WORK ORDER
Which lines run from the one containing "Per instance of the woodpile, set" through the end of the entries? Restate them word for word, and only those.

(DATASET RECORDS begins)

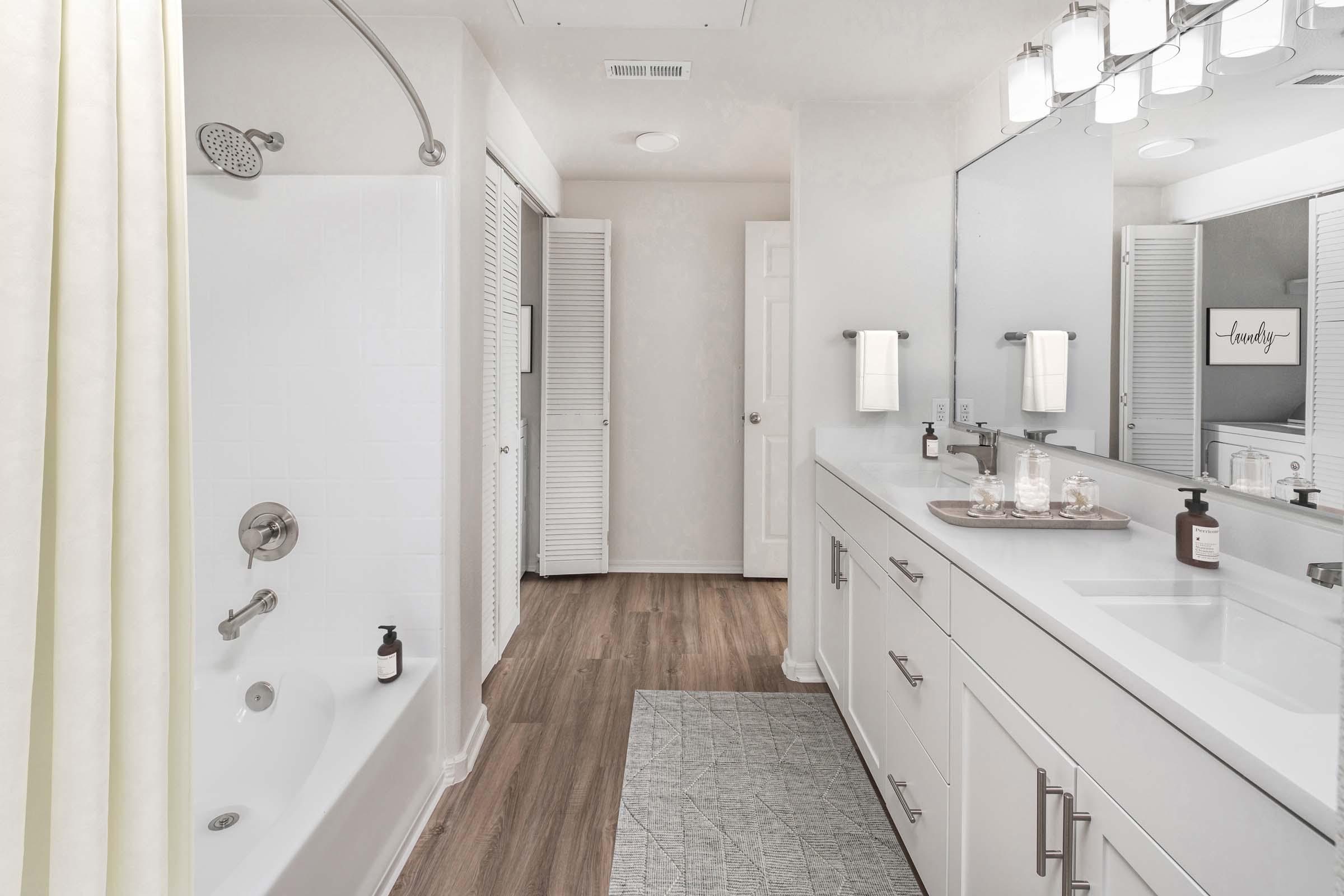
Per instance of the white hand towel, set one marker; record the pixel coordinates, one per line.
(877, 385)
(1045, 371)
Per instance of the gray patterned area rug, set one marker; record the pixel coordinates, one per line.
(752, 794)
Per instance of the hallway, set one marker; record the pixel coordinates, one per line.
(538, 813)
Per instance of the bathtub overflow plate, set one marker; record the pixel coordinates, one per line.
(260, 696)
(223, 823)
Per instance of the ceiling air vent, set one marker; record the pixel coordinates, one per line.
(1319, 78)
(647, 70)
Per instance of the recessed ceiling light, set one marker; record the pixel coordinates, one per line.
(657, 142)
(1166, 148)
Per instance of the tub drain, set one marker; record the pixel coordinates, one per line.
(223, 823)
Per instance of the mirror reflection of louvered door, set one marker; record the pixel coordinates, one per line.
(501, 401)
(1160, 352)
(1326, 349)
(576, 396)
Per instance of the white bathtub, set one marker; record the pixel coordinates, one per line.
(327, 782)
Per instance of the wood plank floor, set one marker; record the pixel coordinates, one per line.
(538, 813)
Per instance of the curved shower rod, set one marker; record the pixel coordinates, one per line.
(432, 151)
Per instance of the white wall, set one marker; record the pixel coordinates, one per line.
(316, 340)
(872, 202)
(676, 365)
(315, 81)
(1035, 228)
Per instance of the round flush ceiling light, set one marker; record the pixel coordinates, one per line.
(657, 142)
(1166, 148)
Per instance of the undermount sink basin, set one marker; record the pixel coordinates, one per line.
(911, 474)
(1217, 627)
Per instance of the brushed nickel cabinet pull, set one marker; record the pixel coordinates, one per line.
(913, 814)
(901, 664)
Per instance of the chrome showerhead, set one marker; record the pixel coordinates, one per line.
(233, 151)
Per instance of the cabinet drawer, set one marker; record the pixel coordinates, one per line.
(925, 704)
(865, 523)
(1228, 834)
(922, 573)
(926, 836)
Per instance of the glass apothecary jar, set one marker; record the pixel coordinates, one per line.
(1081, 497)
(987, 496)
(1032, 486)
(1252, 473)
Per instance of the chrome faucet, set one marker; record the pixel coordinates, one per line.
(986, 453)
(1324, 574)
(264, 601)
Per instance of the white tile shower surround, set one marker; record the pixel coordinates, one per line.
(316, 339)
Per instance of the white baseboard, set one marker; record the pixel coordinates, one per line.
(801, 672)
(652, 566)
(459, 766)
(408, 847)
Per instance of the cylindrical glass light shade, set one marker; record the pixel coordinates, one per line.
(1320, 15)
(1135, 29)
(1197, 14)
(1253, 42)
(1117, 113)
(1077, 50)
(1183, 81)
(1025, 93)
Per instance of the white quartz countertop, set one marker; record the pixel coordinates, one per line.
(1289, 755)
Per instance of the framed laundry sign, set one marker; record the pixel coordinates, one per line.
(1254, 336)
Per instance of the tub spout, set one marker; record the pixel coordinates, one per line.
(264, 601)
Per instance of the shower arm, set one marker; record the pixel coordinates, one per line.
(432, 152)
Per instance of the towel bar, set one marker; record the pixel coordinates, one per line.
(854, 334)
(1019, 336)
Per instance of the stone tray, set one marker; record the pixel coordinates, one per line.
(955, 512)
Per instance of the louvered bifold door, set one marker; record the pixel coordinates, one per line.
(491, 425)
(1326, 349)
(576, 388)
(1160, 355)
(510, 371)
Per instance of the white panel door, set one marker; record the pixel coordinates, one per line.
(995, 840)
(832, 608)
(1160, 354)
(491, 645)
(1116, 857)
(510, 410)
(765, 444)
(1326, 349)
(576, 395)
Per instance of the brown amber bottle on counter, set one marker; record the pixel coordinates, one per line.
(1197, 534)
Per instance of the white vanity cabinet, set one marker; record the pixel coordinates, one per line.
(976, 723)
(832, 608)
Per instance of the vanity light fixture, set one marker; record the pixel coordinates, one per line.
(657, 142)
(1135, 29)
(1025, 92)
(1256, 41)
(1076, 49)
(1117, 113)
(1198, 14)
(1166, 148)
(1319, 15)
(1183, 81)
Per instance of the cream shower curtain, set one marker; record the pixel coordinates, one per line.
(95, 452)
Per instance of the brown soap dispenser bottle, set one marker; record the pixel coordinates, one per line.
(390, 656)
(1197, 534)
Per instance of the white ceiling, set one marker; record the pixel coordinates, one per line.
(734, 116)
(1247, 117)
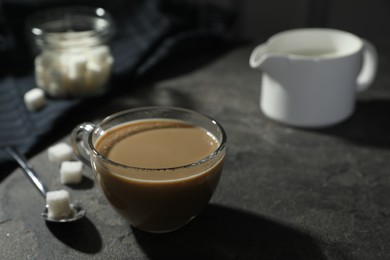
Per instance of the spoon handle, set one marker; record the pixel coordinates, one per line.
(28, 170)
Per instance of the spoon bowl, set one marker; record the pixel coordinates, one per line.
(78, 211)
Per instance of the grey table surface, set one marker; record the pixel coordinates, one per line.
(285, 193)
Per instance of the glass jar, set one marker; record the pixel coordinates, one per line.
(73, 57)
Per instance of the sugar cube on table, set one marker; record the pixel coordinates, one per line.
(71, 172)
(35, 99)
(58, 203)
(60, 152)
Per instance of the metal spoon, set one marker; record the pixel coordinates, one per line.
(78, 211)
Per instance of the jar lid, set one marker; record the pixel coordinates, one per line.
(70, 27)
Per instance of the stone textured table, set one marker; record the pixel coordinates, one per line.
(285, 193)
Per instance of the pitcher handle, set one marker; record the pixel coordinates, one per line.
(369, 67)
(79, 141)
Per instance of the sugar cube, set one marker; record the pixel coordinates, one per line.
(71, 172)
(58, 204)
(35, 99)
(60, 152)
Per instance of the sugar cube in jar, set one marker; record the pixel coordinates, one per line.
(73, 56)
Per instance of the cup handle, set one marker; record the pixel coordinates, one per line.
(79, 141)
(369, 67)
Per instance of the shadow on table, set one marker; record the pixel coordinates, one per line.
(225, 233)
(369, 125)
(81, 235)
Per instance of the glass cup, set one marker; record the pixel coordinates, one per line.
(153, 199)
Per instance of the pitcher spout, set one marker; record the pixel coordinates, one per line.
(262, 58)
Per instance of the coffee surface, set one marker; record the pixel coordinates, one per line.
(157, 143)
(164, 199)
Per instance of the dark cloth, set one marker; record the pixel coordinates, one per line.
(146, 33)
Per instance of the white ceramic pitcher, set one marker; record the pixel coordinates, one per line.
(311, 75)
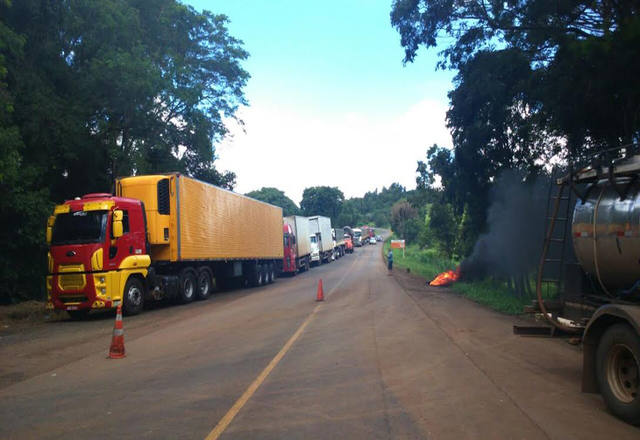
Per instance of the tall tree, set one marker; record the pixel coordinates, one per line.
(276, 197)
(581, 54)
(322, 200)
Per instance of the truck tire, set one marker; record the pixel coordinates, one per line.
(618, 371)
(188, 285)
(257, 276)
(78, 315)
(133, 296)
(205, 283)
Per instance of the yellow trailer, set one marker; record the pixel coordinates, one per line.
(190, 220)
(198, 232)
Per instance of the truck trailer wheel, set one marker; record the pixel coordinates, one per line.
(188, 285)
(272, 273)
(205, 283)
(133, 296)
(618, 370)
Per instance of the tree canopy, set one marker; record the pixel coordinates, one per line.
(277, 198)
(90, 91)
(322, 200)
(538, 82)
(581, 58)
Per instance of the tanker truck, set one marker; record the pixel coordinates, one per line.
(598, 285)
(160, 236)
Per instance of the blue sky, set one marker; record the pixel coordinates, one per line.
(328, 89)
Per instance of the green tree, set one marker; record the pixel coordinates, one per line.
(322, 200)
(582, 57)
(277, 198)
(401, 215)
(442, 228)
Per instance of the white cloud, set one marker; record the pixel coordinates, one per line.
(293, 150)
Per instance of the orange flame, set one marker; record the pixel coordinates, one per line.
(446, 278)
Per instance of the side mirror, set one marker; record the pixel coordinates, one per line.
(117, 229)
(50, 221)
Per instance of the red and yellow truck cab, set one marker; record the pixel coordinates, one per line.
(97, 243)
(289, 264)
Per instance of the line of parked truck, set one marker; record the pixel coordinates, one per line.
(173, 237)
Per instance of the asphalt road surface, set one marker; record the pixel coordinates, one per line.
(382, 357)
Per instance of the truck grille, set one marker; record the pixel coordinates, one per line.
(73, 299)
(71, 278)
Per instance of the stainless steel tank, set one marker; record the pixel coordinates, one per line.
(606, 235)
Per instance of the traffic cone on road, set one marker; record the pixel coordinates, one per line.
(320, 295)
(116, 351)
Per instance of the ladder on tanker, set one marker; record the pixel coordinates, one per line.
(557, 230)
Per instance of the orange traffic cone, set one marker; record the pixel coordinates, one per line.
(320, 295)
(116, 351)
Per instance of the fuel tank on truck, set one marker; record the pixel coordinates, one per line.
(606, 234)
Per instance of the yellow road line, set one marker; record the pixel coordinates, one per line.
(229, 416)
(235, 409)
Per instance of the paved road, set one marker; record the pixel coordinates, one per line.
(382, 357)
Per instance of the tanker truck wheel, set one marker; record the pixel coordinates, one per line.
(188, 286)
(618, 369)
(205, 283)
(133, 297)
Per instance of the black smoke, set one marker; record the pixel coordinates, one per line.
(511, 246)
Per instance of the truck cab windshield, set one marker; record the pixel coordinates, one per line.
(79, 227)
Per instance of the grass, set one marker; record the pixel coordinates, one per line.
(492, 293)
(28, 312)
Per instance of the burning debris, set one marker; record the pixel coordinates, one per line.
(446, 278)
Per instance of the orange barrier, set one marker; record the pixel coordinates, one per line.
(116, 351)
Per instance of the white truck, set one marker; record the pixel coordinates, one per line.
(320, 234)
(299, 225)
(339, 245)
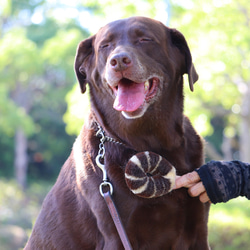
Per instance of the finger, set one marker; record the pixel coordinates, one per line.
(196, 189)
(204, 198)
(187, 180)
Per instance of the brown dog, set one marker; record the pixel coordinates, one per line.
(134, 68)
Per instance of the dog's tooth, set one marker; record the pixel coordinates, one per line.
(146, 85)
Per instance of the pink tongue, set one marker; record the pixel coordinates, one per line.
(129, 97)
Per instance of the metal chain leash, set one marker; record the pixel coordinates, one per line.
(100, 161)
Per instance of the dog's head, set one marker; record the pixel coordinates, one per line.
(134, 61)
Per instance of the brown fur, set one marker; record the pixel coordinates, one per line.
(74, 214)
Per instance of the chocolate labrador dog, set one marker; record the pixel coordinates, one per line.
(134, 68)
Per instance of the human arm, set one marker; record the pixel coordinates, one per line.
(218, 180)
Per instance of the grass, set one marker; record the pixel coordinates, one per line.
(229, 223)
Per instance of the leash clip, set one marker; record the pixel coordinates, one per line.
(99, 159)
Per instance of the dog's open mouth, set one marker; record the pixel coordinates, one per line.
(131, 96)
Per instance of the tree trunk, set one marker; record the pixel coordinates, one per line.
(21, 158)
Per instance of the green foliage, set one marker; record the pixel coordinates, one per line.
(229, 225)
(218, 34)
(18, 212)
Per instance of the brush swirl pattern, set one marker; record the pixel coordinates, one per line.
(149, 175)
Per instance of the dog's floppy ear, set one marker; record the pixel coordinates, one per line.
(84, 53)
(180, 42)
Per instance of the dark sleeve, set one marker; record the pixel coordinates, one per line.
(225, 180)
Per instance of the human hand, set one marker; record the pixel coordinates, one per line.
(195, 187)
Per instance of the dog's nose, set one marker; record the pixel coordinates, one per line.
(121, 61)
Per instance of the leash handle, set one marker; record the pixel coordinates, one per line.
(117, 220)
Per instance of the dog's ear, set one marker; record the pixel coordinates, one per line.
(180, 42)
(83, 57)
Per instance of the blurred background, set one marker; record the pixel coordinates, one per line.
(42, 110)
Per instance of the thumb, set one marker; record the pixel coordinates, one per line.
(187, 180)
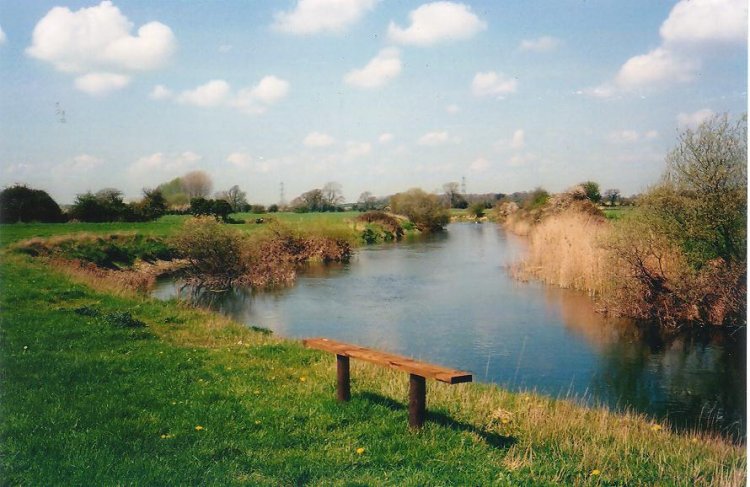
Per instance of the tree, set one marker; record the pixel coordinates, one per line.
(423, 209)
(196, 184)
(332, 195)
(702, 200)
(592, 191)
(453, 193)
(612, 196)
(21, 203)
(236, 198)
(366, 201)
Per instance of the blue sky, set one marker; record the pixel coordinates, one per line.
(379, 96)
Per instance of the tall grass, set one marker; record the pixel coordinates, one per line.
(567, 250)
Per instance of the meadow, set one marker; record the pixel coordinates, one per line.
(119, 388)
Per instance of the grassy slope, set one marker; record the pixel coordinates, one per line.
(88, 403)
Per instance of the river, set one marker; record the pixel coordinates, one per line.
(449, 299)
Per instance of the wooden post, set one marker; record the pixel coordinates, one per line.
(417, 400)
(343, 391)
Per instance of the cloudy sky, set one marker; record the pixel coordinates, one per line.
(380, 96)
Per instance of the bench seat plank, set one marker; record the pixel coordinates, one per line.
(398, 362)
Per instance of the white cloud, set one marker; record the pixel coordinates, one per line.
(246, 162)
(691, 24)
(357, 149)
(381, 69)
(99, 38)
(212, 94)
(437, 138)
(316, 139)
(256, 99)
(100, 84)
(160, 92)
(159, 166)
(385, 138)
(479, 165)
(314, 16)
(701, 21)
(518, 140)
(493, 84)
(540, 44)
(436, 22)
(660, 66)
(623, 136)
(693, 120)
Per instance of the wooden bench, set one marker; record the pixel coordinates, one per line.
(418, 372)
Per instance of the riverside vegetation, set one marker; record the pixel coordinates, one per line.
(164, 393)
(678, 258)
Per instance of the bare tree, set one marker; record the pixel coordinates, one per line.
(236, 198)
(196, 184)
(332, 194)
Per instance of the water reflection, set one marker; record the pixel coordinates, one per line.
(449, 300)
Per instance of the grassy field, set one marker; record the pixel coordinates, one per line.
(89, 396)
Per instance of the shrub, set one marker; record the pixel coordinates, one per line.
(21, 203)
(213, 251)
(423, 209)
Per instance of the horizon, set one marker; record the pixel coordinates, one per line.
(376, 96)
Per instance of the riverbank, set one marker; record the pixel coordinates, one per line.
(91, 396)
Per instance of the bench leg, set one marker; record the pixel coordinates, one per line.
(417, 401)
(343, 391)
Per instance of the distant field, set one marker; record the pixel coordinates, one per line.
(167, 225)
(617, 212)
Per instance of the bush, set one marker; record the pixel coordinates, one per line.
(213, 250)
(423, 209)
(21, 203)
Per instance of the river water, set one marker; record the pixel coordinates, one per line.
(449, 299)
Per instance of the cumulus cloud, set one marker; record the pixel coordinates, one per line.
(97, 40)
(436, 22)
(100, 84)
(381, 69)
(693, 120)
(258, 98)
(437, 138)
(215, 93)
(317, 139)
(691, 24)
(211, 94)
(159, 166)
(385, 138)
(540, 44)
(315, 16)
(246, 162)
(630, 136)
(701, 21)
(493, 84)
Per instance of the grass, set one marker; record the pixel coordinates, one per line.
(87, 396)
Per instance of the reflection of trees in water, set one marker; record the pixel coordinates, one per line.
(676, 375)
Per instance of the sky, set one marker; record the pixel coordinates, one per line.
(377, 95)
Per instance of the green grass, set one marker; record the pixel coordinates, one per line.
(168, 225)
(86, 400)
(87, 396)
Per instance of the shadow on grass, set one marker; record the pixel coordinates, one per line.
(493, 439)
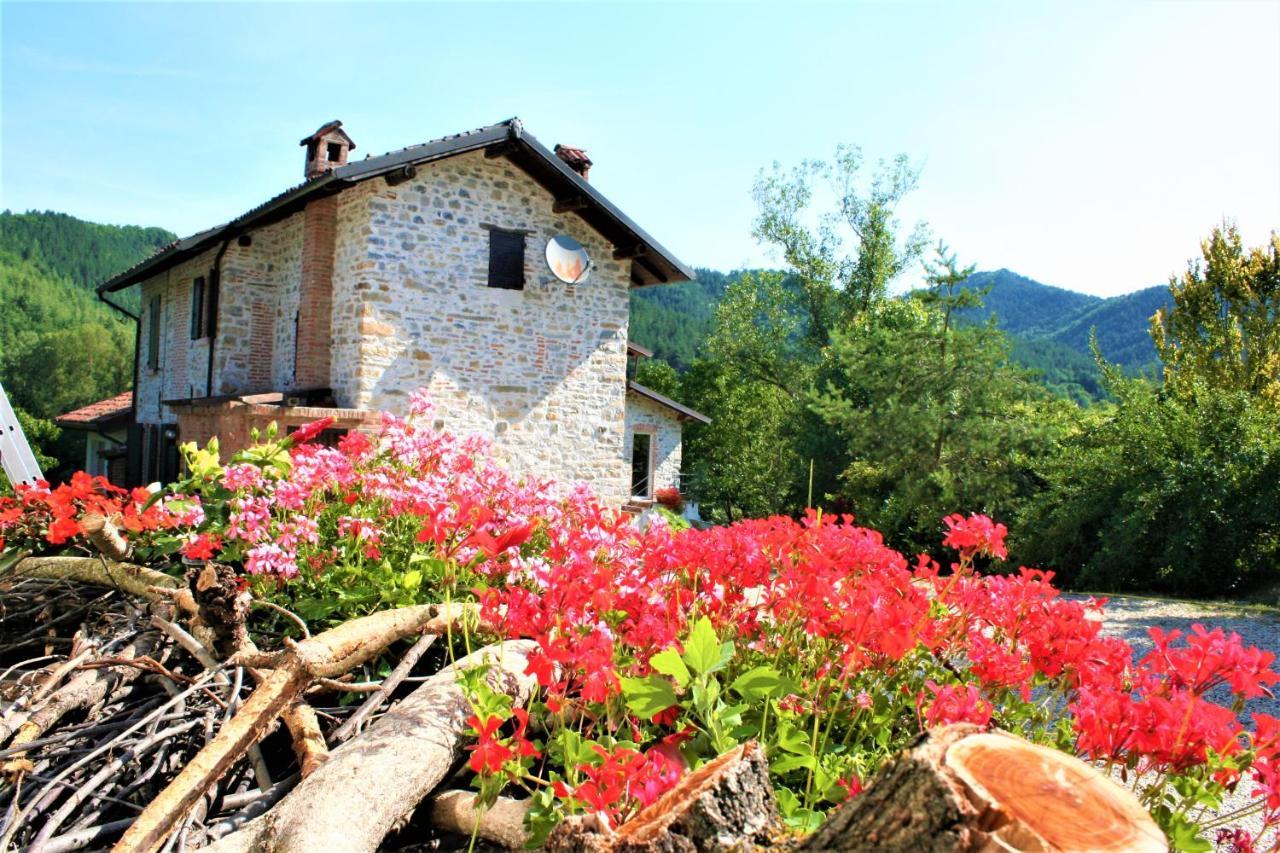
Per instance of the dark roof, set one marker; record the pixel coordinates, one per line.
(650, 265)
(684, 413)
(99, 414)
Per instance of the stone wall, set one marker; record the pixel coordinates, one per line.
(647, 416)
(233, 422)
(542, 372)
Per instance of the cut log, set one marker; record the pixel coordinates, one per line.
(352, 801)
(136, 580)
(964, 789)
(503, 822)
(104, 536)
(725, 804)
(323, 656)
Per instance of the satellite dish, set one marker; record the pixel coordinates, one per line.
(567, 259)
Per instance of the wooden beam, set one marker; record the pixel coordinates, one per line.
(565, 205)
(627, 252)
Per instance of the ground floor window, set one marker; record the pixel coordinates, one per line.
(641, 464)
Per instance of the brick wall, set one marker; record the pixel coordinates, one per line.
(645, 415)
(315, 293)
(539, 372)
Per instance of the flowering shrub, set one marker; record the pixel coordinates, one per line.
(670, 498)
(657, 649)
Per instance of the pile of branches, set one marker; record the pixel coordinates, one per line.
(141, 712)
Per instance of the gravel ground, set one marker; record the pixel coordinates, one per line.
(1129, 619)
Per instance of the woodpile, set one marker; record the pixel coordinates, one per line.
(137, 714)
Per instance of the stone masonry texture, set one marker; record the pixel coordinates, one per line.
(540, 372)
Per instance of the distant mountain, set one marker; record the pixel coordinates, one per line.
(1036, 311)
(1048, 325)
(62, 347)
(675, 320)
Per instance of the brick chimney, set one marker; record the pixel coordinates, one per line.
(327, 149)
(575, 158)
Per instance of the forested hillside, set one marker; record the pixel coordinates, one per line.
(1048, 327)
(60, 347)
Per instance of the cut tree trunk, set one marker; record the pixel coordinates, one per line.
(964, 789)
(369, 784)
(327, 655)
(726, 804)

(DATASET RECORDS ends)

SOLUTION BELOW
Per instance of the woodpile, set one marker; record the pixel coordinates, one per line.
(137, 714)
Per instance of the stone masonry texture, set one marker; record the pixel coordinates, one per line.
(540, 372)
Per instance of the distant mountain, set one marker; record the pixel coordinates, one per line.
(1036, 311)
(1048, 325)
(62, 347)
(675, 320)
Per instance of the brick chimney, set one marker; record the pixel coordinates, one per line.
(327, 149)
(575, 158)
Per instance of the forested hillside, set one marker; record the pixel coordinates, one per line.
(1048, 327)
(60, 347)
Per instance of the cut tree trunk, set one marker; record the pixel coordinates, one per line.
(964, 789)
(369, 784)
(327, 655)
(726, 804)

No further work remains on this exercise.